### WHAT THIS TASK INVOLVES:
Swap each "blurred green background" in the material below for "out-of-focus green backdrop" and leave everything else unchanged.
--- START OF RECORD EXCERPTS ---
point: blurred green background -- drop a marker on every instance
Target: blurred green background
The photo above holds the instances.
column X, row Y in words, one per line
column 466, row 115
--- END OF RECORD EXCERPTS ---
### CORRECT RESPONSE:
point: out-of-focus green backdrop -- drop a marker on every instance
Target: out-of-focus green backdrop
The photo above holds the instances.
column X, row Y in words, one per line
column 466, row 115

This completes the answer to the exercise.